*YOUR TASK*. Could you copy out all of the records below exactly, leaving out every picture?

_ _ _ _ _ _ _

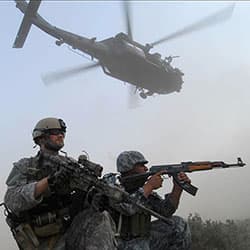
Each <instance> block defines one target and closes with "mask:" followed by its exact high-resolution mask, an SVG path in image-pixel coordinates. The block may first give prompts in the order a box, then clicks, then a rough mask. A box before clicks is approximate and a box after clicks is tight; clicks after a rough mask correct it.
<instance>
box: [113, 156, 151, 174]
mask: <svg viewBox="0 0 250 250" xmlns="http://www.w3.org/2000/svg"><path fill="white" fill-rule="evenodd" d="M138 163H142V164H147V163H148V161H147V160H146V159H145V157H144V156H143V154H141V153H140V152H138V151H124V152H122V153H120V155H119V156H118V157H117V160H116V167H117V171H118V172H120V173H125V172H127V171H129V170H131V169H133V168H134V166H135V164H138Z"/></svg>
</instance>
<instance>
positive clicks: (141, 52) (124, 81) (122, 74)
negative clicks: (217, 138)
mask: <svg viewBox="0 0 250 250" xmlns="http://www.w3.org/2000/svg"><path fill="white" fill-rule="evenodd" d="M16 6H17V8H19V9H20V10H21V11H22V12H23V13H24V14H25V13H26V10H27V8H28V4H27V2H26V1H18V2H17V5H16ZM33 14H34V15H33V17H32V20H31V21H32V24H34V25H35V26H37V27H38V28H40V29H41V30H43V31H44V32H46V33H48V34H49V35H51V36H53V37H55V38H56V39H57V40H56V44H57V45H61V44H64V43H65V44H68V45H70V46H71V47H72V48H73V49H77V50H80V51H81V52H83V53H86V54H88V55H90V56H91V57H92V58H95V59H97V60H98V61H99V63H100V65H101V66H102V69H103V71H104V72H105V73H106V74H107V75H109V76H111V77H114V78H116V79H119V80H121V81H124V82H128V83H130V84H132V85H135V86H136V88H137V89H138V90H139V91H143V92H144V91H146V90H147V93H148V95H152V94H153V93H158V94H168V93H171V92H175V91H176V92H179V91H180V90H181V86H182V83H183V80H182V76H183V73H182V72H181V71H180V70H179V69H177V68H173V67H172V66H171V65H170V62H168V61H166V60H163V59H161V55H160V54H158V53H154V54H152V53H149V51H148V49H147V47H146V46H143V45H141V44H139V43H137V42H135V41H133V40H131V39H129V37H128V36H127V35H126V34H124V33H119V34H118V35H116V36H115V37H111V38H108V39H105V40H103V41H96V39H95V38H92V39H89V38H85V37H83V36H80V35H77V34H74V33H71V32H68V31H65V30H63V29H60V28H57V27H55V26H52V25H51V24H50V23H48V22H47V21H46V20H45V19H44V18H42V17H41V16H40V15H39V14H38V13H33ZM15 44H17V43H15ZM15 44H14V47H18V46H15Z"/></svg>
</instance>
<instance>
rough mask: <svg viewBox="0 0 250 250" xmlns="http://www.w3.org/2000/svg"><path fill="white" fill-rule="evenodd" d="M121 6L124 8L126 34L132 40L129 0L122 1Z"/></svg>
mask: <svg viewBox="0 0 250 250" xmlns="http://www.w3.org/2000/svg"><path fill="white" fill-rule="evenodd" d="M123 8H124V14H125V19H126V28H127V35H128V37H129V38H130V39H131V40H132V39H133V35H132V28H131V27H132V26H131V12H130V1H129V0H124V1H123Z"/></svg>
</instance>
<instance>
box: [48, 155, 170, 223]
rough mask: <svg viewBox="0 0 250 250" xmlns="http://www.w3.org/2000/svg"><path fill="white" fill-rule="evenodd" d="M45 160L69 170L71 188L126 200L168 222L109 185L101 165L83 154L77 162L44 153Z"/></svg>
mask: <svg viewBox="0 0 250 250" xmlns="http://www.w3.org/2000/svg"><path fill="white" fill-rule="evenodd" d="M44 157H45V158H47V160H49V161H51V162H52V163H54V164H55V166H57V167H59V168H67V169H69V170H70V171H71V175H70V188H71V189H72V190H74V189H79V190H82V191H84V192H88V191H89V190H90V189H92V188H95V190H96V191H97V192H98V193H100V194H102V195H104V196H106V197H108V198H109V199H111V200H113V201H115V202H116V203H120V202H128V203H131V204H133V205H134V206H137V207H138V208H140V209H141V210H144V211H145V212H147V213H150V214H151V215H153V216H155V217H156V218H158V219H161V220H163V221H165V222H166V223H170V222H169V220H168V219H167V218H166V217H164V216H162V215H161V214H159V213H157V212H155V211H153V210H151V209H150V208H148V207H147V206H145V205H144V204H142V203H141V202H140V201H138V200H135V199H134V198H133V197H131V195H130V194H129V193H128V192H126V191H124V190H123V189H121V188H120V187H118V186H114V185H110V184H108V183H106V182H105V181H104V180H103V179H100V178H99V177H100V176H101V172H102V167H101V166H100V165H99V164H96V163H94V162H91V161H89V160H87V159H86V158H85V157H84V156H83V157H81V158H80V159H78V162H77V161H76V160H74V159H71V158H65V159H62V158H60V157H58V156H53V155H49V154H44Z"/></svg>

_ _ _ _ _ _ _

*TASK OUTPUT*.
Each <instance> block defines one target and closes with "mask:" followed by its exact high-resolution mask, an SVG path in image-pixel coordinates. The block may first give prompts in the order a box, then clicks, then a rough mask. A box before clicks is approximate and a box after clicks is tight; clicks after a rough mask correct it.
<instance>
box: [113, 156, 151, 174]
mask: <svg viewBox="0 0 250 250" xmlns="http://www.w3.org/2000/svg"><path fill="white" fill-rule="evenodd" d="M138 163H142V164H147V163H148V161H147V160H146V159H145V157H144V156H143V154H141V153H140V152H138V151H124V152H122V153H120V155H119V156H118V157H117V160H116V167H117V171H118V172H120V173H125V172H127V171H129V170H131V169H133V168H134V166H135V164H138Z"/></svg>
</instance>
<instance>
positive clicks: (141, 52) (124, 81) (122, 74)
negative clicks: (217, 138)
mask: <svg viewBox="0 0 250 250" xmlns="http://www.w3.org/2000/svg"><path fill="white" fill-rule="evenodd" d="M16 6H17V8H19V9H20V10H21V11H22V12H23V13H24V14H25V13H26V10H27V8H28V4H27V2H26V1H18V2H17V5H16ZM33 14H34V15H33V17H32V20H31V21H32V24H34V25H35V26H37V27H38V28H40V29H41V30H43V31H44V32H46V33H48V34H49V35H51V36H53V37H55V38H56V39H57V40H56V44H57V45H61V44H64V43H65V44H68V45H70V46H71V47H72V48H73V49H77V50H80V51H81V52H83V53H86V54H88V55H90V56H91V57H92V58H95V59H97V60H98V61H99V63H100V65H101V66H102V69H103V71H104V72H105V73H106V74H107V75H109V76H111V77H114V78H116V79H119V80H121V81H124V82H128V83H130V84H132V85H135V86H136V88H137V89H138V90H139V91H143V92H144V91H146V90H147V93H148V95H152V94H153V93H158V94H168V93H171V92H175V91H176V92H179V91H180V90H181V86H182V83H183V80H182V76H183V73H182V72H181V71H180V70H179V69H177V68H173V67H172V66H171V65H170V62H168V61H166V60H163V59H161V55H160V54H158V53H154V54H152V53H149V51H148V49H147V47H146V46H143V45H141V44H139V43H137V42H135V41H133V40H131V39H129V37H128V36H127V35H126V34H124V33H119V34H118V35H116V36H115V37H111V38H108V39H105V40H103V41H96V39H95V38H92V39H89V38H85V37H83V36H80V35H77V34H74V33H71V32H68V31H65V30H63V29H60V28H57V27H55V26H52V25H51V24H50V23H48V22H47V21H46V20H45V19H44V18H42V17H41V16H40V15H39V14H38V13H33ZM15 44H17V43H15ZM15 44H14V47H18V46H15Z"/></svg>
</instance>
<instance>
rough mask: <svg viewBox="0 0 250 250" xmlns="http://www.w3.org/2000/svg"><path fill="white" fill-rule="evenodd" d="M121 6L124 8L126 34L132 40L129 0L122 1Z"/></svg>
mask: <svg viewBox="0 0 250 250" xmlns="http://www.w3.org/2000/svg"><path fill="white" fill-rule="evenodd" d="M123 8H124V14H125V19H126V28H127V35H128V37H129V38H130V39H131V40H132V39H133V35H132V28H131V27H132V26H131V12H130V1H129V0H124V1H123Z"/></svg>
</instance>
<instance>
box: [48, 155, 170, 223]
rough mask: <svg viewBox="0 0 250 250" xmlns="http://www.w3.org/2000/svg"><path fill="white" fill-rule="evenodd" d="M45 160L69 170L71 188L126 200L168 222L109 185L101 165L83 154L77 162L44 153Z"/></svg>
mask: <svg viewBox="0 0 250 250" xmlns="http://www.w3.org/2000/svg"><path fill="white" fill-rule="evenodd" d="M44 157H45V158H47V160H49V161H51V162H52V163H54V164H55V166H57V167H59V168H67V169H69V170H70V171H71V175H70V188H71V189H72V190H74V189H79V190H82V191H84V192H88V191H89V190H90V189H92V188H95V190H96V191H97V192H98V193H100V194H102V195H104V196H106V197H108V198H109V199H111V200H113V201H115V202H116V203H120V202H128V203H131V204H133V205H134V206H137V207H138V208H140V209H141V210H144V211H145V212H147V213H150V214H151V215H153V216H155V217H156V218H158V219H161V220H163V221H165V222H166V223H170V222H169V220H168V219H167V218H166V217H164V216H162V215H161V214H159V213H157V212H155V211H153V210H151V209H150V208H148V207H147V206H145V205H144V204H142V203H141V202H140V201H138V200H135V199H134V198H133V197H131V195H130V194H129V193H128V192H126V191H124V190H123V189H121V188H120V187H118V186H114V185H110V184H108V183H106V182H105V181H104V180H103V179H100V178H99V177H100V176H101V172H102V167H101V166H100V165H99V164H96V163H94V162H91V161H89V160H87V159H86V158H85V157H84V156H83V157H81V158H80V159H78V162H77V161H76V160H74V159H71V158H65V159H62V158H60V157H58V156H53V155H49V154H44Z"/></svg>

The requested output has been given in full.